Bob Strauss, (Los Angeles) Daily News, February 25, 1994, pg. 11
“Fans of earlier Japanimation will not be disappointed with this stylish, graphic, psycho-sexual thriller from one of Japan’s leading animation directors. Of course, the key words here are graphic and psycho-sexual, with sexual being the key-key word.” “Although not as stylistic or flashy as previous animated entries, Wicked City finds a certain credibility in a simpler approach. That is not to say the film lacks punch, for Wicked City has its fair share of action and unexpected twists (refer to the opening). Through a combination of the disparate genres of the spy-thriller and the horror film, Wicked City combines elements of both James Bond and John Carpenter’s The Thing to generate the funhouse effects. It is a wild ride. Be aware that this type of animation is not for children and may not even be for some adults. The warning on the advertisements state that Wicked City contains images of extreme violence and graphic sexual content. Coincidentally, these are the reasons that I highly recommend Wicked City.”
Andrew Wade, Daily Utah Chronicle (Salt Lake City), November 18, 1993, pg. ?

* **INFORMATION GIVEN**
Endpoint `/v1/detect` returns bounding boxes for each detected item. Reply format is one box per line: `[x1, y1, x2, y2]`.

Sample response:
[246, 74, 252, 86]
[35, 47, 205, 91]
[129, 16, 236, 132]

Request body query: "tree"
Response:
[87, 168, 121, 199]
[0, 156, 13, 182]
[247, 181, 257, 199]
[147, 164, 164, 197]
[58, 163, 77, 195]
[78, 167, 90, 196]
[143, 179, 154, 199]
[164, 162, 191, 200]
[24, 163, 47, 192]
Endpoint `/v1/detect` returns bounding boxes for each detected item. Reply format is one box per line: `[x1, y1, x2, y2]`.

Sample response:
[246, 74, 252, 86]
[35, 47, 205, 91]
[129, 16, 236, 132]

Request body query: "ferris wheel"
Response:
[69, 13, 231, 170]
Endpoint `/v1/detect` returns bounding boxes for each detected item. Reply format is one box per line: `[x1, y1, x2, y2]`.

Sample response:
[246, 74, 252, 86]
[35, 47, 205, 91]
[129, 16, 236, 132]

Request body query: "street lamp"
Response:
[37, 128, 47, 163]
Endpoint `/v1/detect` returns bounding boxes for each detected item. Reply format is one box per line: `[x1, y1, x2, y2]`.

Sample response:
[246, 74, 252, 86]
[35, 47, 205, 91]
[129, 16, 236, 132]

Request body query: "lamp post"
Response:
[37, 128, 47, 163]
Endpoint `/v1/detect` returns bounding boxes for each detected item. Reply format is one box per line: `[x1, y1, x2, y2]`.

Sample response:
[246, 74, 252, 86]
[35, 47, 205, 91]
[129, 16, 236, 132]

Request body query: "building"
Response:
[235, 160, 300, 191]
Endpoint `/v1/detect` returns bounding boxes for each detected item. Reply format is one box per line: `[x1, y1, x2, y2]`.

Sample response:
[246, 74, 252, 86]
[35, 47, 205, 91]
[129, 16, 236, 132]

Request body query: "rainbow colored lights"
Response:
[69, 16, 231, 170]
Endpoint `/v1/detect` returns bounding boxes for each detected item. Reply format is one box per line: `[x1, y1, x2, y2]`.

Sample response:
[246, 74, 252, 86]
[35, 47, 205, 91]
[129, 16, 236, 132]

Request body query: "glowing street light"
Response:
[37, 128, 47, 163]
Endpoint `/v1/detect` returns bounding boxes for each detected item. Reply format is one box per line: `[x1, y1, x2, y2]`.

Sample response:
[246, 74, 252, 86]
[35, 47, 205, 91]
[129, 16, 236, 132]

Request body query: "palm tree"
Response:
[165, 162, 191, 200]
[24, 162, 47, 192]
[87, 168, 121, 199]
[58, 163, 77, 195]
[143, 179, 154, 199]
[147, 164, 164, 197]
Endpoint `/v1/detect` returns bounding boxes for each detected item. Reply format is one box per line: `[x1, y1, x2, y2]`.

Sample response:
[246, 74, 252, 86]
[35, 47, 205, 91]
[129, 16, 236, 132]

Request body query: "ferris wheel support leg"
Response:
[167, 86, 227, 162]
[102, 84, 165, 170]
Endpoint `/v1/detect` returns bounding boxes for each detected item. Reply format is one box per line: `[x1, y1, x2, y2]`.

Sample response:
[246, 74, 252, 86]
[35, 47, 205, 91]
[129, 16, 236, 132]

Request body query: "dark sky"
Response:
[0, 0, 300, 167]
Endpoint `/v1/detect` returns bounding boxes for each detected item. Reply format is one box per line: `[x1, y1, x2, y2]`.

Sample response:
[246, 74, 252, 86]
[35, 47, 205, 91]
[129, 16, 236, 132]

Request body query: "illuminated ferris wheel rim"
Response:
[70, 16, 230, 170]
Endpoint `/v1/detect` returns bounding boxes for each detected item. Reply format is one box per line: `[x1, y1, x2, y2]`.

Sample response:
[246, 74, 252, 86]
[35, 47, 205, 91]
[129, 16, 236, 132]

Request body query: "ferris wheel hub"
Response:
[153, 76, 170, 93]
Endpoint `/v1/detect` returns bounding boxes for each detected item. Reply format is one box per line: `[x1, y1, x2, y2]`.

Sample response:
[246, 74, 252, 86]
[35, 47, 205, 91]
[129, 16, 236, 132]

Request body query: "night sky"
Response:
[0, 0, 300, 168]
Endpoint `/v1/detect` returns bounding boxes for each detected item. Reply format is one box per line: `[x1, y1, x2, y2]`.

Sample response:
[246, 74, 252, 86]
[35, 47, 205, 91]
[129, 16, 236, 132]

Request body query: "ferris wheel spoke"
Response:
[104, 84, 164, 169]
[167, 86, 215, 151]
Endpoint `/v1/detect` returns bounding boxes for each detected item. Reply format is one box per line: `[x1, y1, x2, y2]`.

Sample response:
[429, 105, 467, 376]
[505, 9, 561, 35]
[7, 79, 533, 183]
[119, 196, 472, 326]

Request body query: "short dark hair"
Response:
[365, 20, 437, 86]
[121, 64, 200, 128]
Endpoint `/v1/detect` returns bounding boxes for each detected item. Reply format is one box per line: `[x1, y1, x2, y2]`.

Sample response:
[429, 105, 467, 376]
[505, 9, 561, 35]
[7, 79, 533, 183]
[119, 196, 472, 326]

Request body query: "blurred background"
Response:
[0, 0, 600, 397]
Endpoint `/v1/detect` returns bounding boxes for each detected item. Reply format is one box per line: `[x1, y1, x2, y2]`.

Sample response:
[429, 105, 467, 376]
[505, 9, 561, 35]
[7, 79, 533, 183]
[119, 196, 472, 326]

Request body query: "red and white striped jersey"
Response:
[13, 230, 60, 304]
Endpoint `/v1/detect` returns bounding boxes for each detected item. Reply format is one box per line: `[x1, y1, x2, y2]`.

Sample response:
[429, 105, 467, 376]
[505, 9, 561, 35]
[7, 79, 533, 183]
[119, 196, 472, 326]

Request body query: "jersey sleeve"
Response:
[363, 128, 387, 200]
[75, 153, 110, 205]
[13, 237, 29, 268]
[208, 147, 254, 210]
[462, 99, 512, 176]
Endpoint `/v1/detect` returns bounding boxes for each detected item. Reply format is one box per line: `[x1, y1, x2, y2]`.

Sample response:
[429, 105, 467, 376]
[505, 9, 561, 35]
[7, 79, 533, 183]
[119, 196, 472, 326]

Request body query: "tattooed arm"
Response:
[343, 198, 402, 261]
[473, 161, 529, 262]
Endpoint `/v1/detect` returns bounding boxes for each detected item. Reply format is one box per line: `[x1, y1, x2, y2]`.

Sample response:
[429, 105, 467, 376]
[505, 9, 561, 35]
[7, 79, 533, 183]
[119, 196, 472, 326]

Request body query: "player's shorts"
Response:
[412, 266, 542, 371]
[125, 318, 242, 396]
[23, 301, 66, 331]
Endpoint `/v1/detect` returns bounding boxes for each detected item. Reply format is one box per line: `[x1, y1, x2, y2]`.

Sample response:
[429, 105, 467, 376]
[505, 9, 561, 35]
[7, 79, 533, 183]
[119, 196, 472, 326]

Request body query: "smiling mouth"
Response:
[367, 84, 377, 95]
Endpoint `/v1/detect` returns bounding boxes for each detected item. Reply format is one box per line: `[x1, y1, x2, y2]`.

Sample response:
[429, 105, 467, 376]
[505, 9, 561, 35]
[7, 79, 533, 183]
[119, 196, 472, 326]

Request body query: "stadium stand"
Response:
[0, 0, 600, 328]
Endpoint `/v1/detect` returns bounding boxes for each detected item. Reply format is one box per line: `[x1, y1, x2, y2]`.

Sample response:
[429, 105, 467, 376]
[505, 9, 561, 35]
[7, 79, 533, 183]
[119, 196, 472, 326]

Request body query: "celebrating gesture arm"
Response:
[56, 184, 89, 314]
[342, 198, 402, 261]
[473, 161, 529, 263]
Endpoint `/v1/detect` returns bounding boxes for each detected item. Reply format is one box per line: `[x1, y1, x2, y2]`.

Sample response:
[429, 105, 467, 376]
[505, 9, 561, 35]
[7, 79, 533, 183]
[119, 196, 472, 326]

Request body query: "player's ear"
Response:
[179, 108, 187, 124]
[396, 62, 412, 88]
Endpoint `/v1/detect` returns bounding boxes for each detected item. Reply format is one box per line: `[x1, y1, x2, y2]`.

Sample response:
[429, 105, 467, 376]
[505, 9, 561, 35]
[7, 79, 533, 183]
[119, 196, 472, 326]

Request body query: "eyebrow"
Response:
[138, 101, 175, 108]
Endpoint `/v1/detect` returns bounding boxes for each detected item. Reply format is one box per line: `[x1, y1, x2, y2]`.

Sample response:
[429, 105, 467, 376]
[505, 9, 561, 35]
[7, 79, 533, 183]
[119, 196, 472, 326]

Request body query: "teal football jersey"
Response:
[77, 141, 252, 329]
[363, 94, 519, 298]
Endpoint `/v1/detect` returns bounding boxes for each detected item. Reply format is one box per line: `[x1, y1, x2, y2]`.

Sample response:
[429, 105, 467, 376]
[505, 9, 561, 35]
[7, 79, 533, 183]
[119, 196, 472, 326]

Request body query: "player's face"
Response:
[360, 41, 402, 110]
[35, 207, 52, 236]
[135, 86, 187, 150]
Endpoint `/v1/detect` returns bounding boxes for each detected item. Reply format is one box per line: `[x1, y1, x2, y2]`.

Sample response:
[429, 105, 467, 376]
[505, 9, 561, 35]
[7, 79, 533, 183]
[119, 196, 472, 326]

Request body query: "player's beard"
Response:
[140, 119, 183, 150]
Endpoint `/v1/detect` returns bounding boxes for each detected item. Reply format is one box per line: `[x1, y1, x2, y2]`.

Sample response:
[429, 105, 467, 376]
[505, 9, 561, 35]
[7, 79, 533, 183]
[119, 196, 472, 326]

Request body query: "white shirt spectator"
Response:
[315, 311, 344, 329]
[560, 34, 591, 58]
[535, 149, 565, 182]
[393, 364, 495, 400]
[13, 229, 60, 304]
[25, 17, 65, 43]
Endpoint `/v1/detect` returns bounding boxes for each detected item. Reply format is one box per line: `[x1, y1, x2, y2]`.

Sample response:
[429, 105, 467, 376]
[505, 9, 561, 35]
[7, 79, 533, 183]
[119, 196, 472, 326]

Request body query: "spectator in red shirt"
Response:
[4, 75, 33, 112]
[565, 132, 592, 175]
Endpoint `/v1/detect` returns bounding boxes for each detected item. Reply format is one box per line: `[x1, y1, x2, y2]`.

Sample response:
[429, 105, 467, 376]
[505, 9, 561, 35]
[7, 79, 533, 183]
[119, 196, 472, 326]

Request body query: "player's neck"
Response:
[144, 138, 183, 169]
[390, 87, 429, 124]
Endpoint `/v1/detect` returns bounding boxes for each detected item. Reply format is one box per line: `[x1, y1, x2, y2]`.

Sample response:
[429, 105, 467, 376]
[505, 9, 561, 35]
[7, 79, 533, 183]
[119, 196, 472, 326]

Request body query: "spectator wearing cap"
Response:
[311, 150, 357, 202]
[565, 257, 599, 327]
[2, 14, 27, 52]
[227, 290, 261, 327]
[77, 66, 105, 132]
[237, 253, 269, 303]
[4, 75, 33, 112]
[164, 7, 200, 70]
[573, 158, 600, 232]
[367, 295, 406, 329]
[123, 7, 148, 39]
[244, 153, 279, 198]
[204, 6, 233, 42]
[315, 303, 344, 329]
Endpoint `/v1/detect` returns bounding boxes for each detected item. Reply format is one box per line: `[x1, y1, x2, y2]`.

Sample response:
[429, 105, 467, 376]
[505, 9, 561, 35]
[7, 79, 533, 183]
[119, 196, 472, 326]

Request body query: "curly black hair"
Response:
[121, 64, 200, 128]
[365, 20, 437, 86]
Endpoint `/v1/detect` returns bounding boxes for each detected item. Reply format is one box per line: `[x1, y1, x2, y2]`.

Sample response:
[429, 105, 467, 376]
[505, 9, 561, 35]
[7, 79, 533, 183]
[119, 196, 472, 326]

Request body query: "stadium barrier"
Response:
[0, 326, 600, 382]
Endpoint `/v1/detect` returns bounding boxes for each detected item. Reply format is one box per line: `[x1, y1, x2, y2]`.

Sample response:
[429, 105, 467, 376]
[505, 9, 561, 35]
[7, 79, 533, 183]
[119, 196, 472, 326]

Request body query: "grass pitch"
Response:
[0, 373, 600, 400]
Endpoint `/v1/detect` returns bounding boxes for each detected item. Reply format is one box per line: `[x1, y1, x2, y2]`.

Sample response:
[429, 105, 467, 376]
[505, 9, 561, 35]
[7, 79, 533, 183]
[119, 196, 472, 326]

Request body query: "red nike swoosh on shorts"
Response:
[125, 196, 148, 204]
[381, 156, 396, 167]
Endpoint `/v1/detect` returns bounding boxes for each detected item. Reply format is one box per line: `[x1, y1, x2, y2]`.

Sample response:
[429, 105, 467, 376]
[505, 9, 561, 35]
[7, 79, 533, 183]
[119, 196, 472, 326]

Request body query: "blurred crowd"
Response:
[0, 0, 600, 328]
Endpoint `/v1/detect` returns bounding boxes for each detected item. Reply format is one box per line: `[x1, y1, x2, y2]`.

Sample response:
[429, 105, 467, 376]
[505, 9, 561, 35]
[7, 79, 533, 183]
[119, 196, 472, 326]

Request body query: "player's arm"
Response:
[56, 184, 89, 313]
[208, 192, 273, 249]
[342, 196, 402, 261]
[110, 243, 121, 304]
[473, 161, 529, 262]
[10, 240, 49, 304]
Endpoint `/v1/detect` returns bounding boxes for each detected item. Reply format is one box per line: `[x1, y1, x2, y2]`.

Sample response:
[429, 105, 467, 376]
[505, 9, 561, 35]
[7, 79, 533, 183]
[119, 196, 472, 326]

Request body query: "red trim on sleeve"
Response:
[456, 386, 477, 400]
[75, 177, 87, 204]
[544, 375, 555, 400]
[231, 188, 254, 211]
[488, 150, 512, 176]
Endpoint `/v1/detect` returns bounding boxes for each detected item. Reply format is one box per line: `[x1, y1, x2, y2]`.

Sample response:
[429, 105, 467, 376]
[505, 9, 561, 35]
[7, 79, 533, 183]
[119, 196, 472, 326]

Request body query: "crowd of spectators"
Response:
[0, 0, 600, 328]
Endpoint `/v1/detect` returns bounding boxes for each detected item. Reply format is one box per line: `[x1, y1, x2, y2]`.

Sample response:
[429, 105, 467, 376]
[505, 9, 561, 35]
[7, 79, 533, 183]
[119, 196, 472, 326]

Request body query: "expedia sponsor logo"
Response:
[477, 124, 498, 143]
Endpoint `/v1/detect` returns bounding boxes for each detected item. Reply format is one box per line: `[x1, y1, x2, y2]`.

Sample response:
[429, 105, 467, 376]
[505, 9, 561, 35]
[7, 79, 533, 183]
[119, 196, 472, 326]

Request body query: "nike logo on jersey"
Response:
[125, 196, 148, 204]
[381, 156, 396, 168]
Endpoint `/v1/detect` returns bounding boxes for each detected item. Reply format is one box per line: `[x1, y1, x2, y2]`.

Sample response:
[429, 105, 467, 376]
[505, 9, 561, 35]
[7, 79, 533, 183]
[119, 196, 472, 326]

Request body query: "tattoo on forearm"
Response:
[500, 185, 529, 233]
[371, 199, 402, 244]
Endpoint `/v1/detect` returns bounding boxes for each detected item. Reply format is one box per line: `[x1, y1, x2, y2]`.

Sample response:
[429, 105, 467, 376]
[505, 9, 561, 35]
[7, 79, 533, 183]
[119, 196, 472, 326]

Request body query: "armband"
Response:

* **INSTRUCTIONS**
(1) Set down the records word for word, starting at their first line and running up to and including the line that holds "[24, 163, 47, 192]".
(2) Resume the Wicked City review quotes and write what comes after their last line.

* **THE ANSWERS**
(1)
Endpoint `/v1/detect` returns bounding boxes for each detected item. Reply format is one box per line: `[x1, y1, x2, y2]`.

Sample response:
[246, 74, 252, 86]
[35, 47, 205, 91]
[129, 16, 236, 132]

Request body query: "tree"
Response:
[87, 168, 121, 199]
[0, 156, 13, 182]
[247, 181, 257, 199]
[147, 164, 164, 197]
[58, 163, 77, 195]
[78, 167, 90, 196]
[143, 179, 154, 199]
[164, 162, 191, 200]
[24, 163, 47, 192]

(2)
“Set in an alternative reality in Tokyo, Wicked City is the Japanese animated answer to the buddy movie; a bizarre adult story of inter-continuum intrigue, psychic power, soul-melding sex, and passionate love.” “While Wicked City is not as graphic in its violence as some recent animation, it does create a believable and interesting, albeit dangerous, world for its story. The animation itself is extremely detailed and but for a scene with a shmaltzy song (for the principals to fall in love to), the direction is deft.”
Richard Tuthill, The Dateline (Univ. of Houston-Downtown), November 1993, pg. 23
“While Wicked City has never before been officially released in the United States, it has long enjoyed an underground reputation among fans of Japanese animation, many of whom have bootleg video copies in their private collections. Made in 1987, Wicked City was among the first of the cartoon sci-fi fantasies to allow sex and violence to dominate the story, acknowledging that it was those very elements that made the genre so popular with young, mostly male, filmgoers. […] The original version is finally showing up on stateside screens, and if it doesn’t seem particularly shocking in the wake of other re-cent Japanese imports, it will neverless leave anyone who has never seen one of these movies with mouth agape. When the Senate committees fret about violence as entertainment, this is what they’re talking about. As these films go, however, Wicked City is one of the more impressive; styled as a futuristic film noir, it is handsomely drawn and designed, and the characters are a lot more than the usual monotoned voices (dubbed by American actors) and exaggerated bodies.”
Terry Lawson, Dayton (OH) Daily News, January 28, 1994, pg. ?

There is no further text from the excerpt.